DEINE AUFGABEN:
- A) Zu welcher Familie gehört der Rundblättrige Sonnentau laut dem Textauszug?
- B) Kannst du den Absatz im Textauszug, der mit „Der Rundblättrige Sonnentau (Drosera rotundifolia)“ beginnt, als knappe Stichpunktliste mit seinen wichtigsten Angaben wiedergeben?

TEXTAUSZUG:
■ ■ ■ ■ ■ ■ ■
Rundblättriger Sonnentau

Der Rundblättrige Sonnentau (Drosera rotundifolia), auch Himmelstau, Herrgottslöffel, Himmelslöffelkraut, Spölkrut, Brunstkraut, Bullenkraut oder Widdertod genannt, ist eine fleischfressende Pflanze aus der Gattung Sonnentau (Drosera). Die Art ist wie alle in Deutschland vorkommenden Sonnentauarten durch die Bundesartenschutzverordnung geschützt.

Rundblättriger Sonnentau

Rundblättriger Sonnentau (Drosera rotundifolia)

Systematik
Eudikotyledonen
Kerneudikotyledonen
Ordnung: Nelkenartige (Caryophyllales)
Familie: Sonnentaugewächse (Droseraceae)
Gattung: Sonnentau (Drosera)
Art: Rundblättriger Sonnentau
Wissenschaftlicher Name
Drosera rotundifolia
L.
■ ■ ■ ■ ■ ■ ■
BEREITGESTELLTE DATEN:

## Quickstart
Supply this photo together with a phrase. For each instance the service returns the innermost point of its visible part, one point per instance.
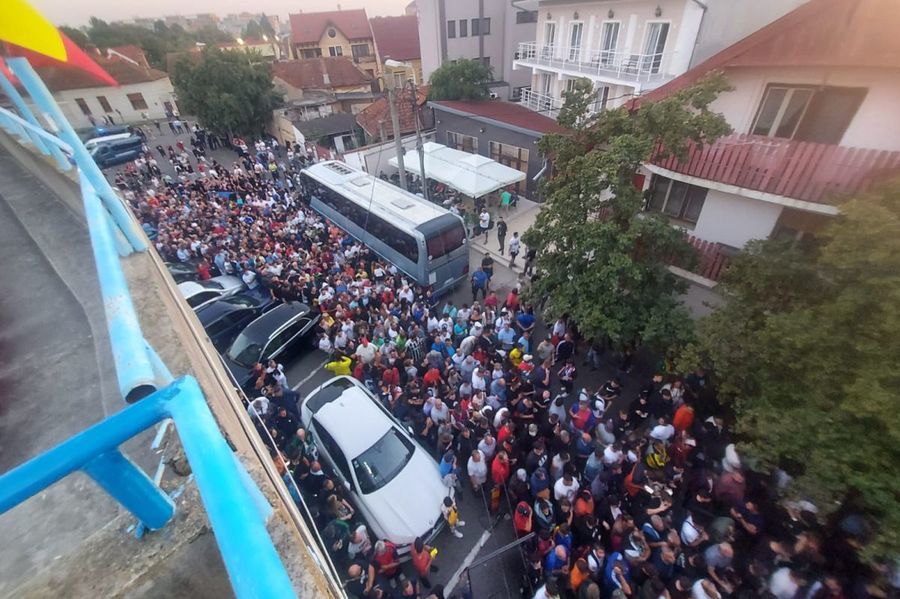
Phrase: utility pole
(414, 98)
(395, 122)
■ ■ ■ ■ ■ ■ ■
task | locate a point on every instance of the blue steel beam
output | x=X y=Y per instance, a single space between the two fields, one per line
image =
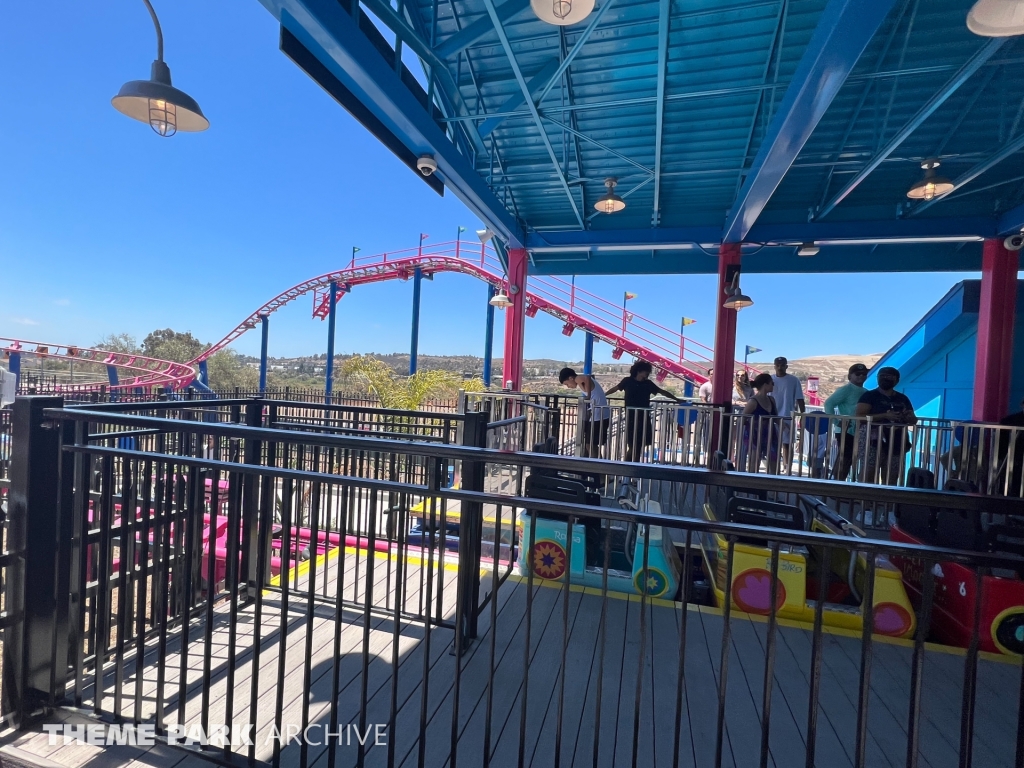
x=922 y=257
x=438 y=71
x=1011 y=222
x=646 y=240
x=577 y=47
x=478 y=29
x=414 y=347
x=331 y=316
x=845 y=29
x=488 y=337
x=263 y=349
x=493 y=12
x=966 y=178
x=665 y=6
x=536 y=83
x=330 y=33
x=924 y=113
■ ■ ■ ■ ■ ■ ■
GEGEBENE ANTWORTEN:
- A) Zu den Sonnentaugewächsen (Droseraceae).

- B)
- Wissenschaftlicher Name: Drosera rotundifolia
- Weitere Namen: Himmelstau, Herrgottslöffel, Himmelslöffelkraut, Spölkrut, Brunstkraut, Bullenkraut, Widdertod
- Fleischfressende Pflanze aus der Gattung Sonnentau (Drosera)
- Wie alle in Deutschland vorkommenden Sonnentauarten durch die Bundesartenschutzverordnung geschützt